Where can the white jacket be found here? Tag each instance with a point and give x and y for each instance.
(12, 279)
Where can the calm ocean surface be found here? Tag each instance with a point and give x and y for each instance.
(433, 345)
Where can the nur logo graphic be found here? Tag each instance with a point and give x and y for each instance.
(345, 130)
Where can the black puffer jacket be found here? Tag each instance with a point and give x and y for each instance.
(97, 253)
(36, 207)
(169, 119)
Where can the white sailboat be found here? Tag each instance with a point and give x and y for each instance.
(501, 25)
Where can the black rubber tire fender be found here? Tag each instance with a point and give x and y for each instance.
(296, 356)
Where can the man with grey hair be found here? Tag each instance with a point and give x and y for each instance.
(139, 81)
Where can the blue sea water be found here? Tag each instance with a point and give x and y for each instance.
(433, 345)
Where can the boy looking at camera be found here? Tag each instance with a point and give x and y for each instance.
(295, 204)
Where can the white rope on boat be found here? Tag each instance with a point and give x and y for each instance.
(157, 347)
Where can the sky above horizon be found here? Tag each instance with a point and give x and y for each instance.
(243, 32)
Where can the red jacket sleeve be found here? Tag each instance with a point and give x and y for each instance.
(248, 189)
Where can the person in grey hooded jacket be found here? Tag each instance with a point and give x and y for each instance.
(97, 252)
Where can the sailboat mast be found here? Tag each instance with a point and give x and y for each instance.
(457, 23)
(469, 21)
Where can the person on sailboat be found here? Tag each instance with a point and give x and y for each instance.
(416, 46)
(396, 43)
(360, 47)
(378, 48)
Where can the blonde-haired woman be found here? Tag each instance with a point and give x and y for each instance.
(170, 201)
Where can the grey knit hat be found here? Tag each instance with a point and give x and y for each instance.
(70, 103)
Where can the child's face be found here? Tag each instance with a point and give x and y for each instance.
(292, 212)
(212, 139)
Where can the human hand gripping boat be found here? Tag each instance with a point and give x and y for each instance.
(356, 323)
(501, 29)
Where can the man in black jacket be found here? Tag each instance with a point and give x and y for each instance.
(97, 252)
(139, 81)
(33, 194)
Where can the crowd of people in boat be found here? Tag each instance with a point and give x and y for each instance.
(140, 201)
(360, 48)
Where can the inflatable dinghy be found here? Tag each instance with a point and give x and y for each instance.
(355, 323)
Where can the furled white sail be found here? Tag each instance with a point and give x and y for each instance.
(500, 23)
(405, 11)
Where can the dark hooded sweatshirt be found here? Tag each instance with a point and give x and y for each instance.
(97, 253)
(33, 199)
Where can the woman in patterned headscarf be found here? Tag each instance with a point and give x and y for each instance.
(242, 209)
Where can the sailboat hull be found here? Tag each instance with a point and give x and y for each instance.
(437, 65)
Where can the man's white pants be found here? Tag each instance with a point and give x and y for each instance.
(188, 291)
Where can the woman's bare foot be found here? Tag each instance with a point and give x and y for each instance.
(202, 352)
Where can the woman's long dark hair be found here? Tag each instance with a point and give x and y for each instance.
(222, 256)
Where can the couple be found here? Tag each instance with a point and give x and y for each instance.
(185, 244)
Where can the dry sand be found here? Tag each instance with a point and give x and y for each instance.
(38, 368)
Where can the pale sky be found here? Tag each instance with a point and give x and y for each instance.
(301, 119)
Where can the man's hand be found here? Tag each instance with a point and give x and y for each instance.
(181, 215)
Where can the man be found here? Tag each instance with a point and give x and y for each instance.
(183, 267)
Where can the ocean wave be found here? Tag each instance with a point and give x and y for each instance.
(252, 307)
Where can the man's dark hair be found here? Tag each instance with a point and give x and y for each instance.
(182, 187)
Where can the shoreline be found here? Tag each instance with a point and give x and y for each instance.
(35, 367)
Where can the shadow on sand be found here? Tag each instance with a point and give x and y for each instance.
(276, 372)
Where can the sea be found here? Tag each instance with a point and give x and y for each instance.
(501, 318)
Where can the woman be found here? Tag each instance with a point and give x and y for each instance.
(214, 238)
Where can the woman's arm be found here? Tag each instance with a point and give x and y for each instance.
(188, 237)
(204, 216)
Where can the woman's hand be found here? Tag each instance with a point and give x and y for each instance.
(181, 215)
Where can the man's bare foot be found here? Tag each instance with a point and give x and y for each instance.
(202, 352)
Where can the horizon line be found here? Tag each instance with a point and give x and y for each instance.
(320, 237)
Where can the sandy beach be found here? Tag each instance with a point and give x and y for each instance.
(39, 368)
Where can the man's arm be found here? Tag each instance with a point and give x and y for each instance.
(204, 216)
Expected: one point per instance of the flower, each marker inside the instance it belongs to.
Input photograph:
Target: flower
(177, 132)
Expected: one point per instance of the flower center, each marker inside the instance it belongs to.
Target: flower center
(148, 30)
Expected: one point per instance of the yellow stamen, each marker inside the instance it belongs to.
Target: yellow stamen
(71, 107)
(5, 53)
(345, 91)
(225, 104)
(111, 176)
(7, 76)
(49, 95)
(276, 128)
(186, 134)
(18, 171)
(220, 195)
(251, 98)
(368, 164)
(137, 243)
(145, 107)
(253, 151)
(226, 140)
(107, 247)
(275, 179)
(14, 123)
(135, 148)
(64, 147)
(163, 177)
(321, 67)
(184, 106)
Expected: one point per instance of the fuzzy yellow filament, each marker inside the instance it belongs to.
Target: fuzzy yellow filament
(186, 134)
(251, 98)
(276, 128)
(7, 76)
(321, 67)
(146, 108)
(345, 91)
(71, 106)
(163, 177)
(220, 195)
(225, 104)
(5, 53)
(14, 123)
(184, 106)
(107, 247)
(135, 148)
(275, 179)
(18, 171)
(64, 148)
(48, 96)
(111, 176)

:::::

STATED PROBLEM => Transcribe the records above exactly as they appear.

FINISHED TASK =>
Where can the white jacket be found here? Tag each instance with a point and give x and y for each instance.
(12, 279)
Where can the calm ocean surface be found here? Tag each instance with a point and give x and y for each instance.
(433, 345)
Where can the nur logo graphic be found here? Tag each instance with a point and give x and y for each instance.
(345, 130)
Where can the black puffer jacket be found here? Tag each instance with a point and give x and y for each instance.
(97, 253)
(36, 207)
(169, 119)
Where can the white sailboat be found here? Tag each instance with a point and give x and y for each instance.
(501, 25)
Where can the black rubber tire fender be found here? Tag each instance with a point and give x and y for each instance.
(296, 356)
Where can the man with grey hair be found here? Tag each instance with a point and give x and y for each instance.
(139, 81)
Where can the blue sea water be found here? Tag each instance with a point and give x and y for each instance.
(433, 345)
Where can the boy looking at camera be found here? Tag each instance with a point and give x and y for each instance.
(295, 204)
Where can the white rope on boat be found here? Tag each instance with a point and give x and y for each instance.
(157, 347)
Where can the sky above horizon be found here? Tag each instance with a point and give x and y for each instance.
(243, 32)
Where can the red jacket sleeve be found here? Tag each instance with a point and give x and y for each instance.
(248, 189)
Where can the person in grey hooded jacket be found here? Tag each instance with a point and give x and y for each instance.
(97, 252)
Where can the sailboat mast be found here? Tag each instance with a point and give x and y for each instance.
(457, 23)
(469, 21)
Where can the person on sailboat be found here? Tag each instance with a point and give x and y for each instance.
(416, 46)
(396, 43)
(360, 47)
(378, 48)
Where can the blonde-haired woman be found here? Tag each instance with a point and give x and y for each instance.
(170, 201)
Where can the grey knit hat be found here? Tag each instance with a point and give x and y for each instance.
(70, 103)
Where can the child's face be found here? Tag each instance with a point and give x and y for each instance.
(292, 212)
(212, 139)
Where can the human hand gripping boat be found here? Tag each instance with a point and give x and y for each instance.
(356, 323)
(501, 29)
Where can the man in black jacket be found here? Tag each instance with a point and give x and y for each instance.
(97, 252)
(139, 81)
(33, 194)
Where can the crowd of people in boat be found here? Tag each instance with a point and give x and y for each instance.
(140, 201)
(360, 48)
Where can the inflatable dinghy be found here? Tag each instance with a point and give x and y for each instance.
(355, 323)
Where can the furled white sail be found here? Tag each instance with a point and give x and y for each instance.
(500, 23)
(405, 11)
Where can the dark hooded sweatshirt be found here? Tag each instance with a point and give x and y for each instance.
(97, 253)
(33, 199)
Where can the woman in patterned headscarf be found here? Tag each instance with a point and give x and y for each instance.
(242, 209)
Where can the sailboat hull be found here? Tag each instance with a point and give x and y for each instance.
(437, 65)
Where can the man's white pants be found here? Tag each instance with a point and give x and y for each instance.
(188, 291)
Where can the woman's bare foot be found here? Tag each instance with a point and give x and y for each instance.
(202, 352)
Where can the woman's long dark hair be found here? Tag each instance with a point and give x and y for each instance.
(222, 256)
Where can the couple be found here? Tag each instance with a point and give x and y for each instance.
(185, 244)
Where can the dry sand be found here? Tag each instance with a point and give x and y for each instance.
(38, 368)
Where can the pale sky be found here? Tag each instance with a point and give x and y for each instance.
(301, 119)
Where can the man's hand be found here? Tag each instance with a point and give x and y for each instance.
(181, 215)
Where can the man be found here? Tag each instance with a point and give x and y for each instance.
(183, 267)
Where can the ocean wave be found here? Tag each instance with a point and give x and y for each instance.
(252, 307)
Where can the man's dark hair be found here? Tag each instance with a point and give x and y for each instance.
(182, 187)
Where can the shoreline be found here? Tag each instance with a point and give x and y for each instance.
(35, 367)
Where can the shadow on sand be found here? Tag each instance with a point and give x and y for each instance.
(276, 372)
Where can the sea be found here? Tag each instance with a point and give x and y for each instance.
(501, 318)
Where can the woman be found here? Tag each instance with a point and give x and y for each instance.
(214, 238)
Where can the woman's arm be found here? Tag each instance with a point and give x and y for each instance.
(188, 237)
(204, 216)
Where can the woman's hand be found here? Tag each instance with a point and give x and y for each instance.
(181, 215)
Where can the man's bare foot be found here? Tag each instance with a point and give x and y for each instance.
(202, 352)
Where can the horizon line be found here? Tag each instance with a point and give x and y for each instance.
(320, 237)
Where can the sandy beach be found here? Tag each instance with a point and give x and y for each instance.
(39, 368)
Where can the man's arm be found here? Tag each instance with a point and give x and y for each instance.
(204, 216)
Expected: one point per instance of the flower, each marker inside the instance it belongs to.
Input photograph:
Target: flower
(177, 132)
Expected: one point per instance of the flower center, each marker inside the instance it belongs to.
Target: flower center
(148, 30)
Expected: one point per instance of the yellow stamen, each marker inside the instance it belongs to.
Target: yellow stamen
(71, 107)
(5, 53)
(345, 91)
(225, 104)
(111, 176)
(7, 76)
(49, 95)
(276, 128)
(186, 134)
(18, 171)
(220, 195)
(251, 98)
(368, 164)
(137, 243)
(145, 107)
(253, 151)
(226, 140)
(107, 247)
(275, 179)
(14, 123)
(135, 148)
(64, 147)
(163, 177)
(321, 67)
(184, 106)
Expected: one point per instance of the fuzzy yellow filament, each marker inside the instance it belongs to.
Target: fuzzy yellow filament
(186, 134)
(251, 98)
(276, 128)
(7, 76)
(321, 67)
(146, 108)
(345, 91)
(71, 106)
(163, 177)
(220, 195)
(225, 104)
(5, 53)
(14, 123)
(184, 106)
(107, 247)
(135, 148)
(275, 179)
(18, 171)
(64, 148)
(48, 96)
(111, 176)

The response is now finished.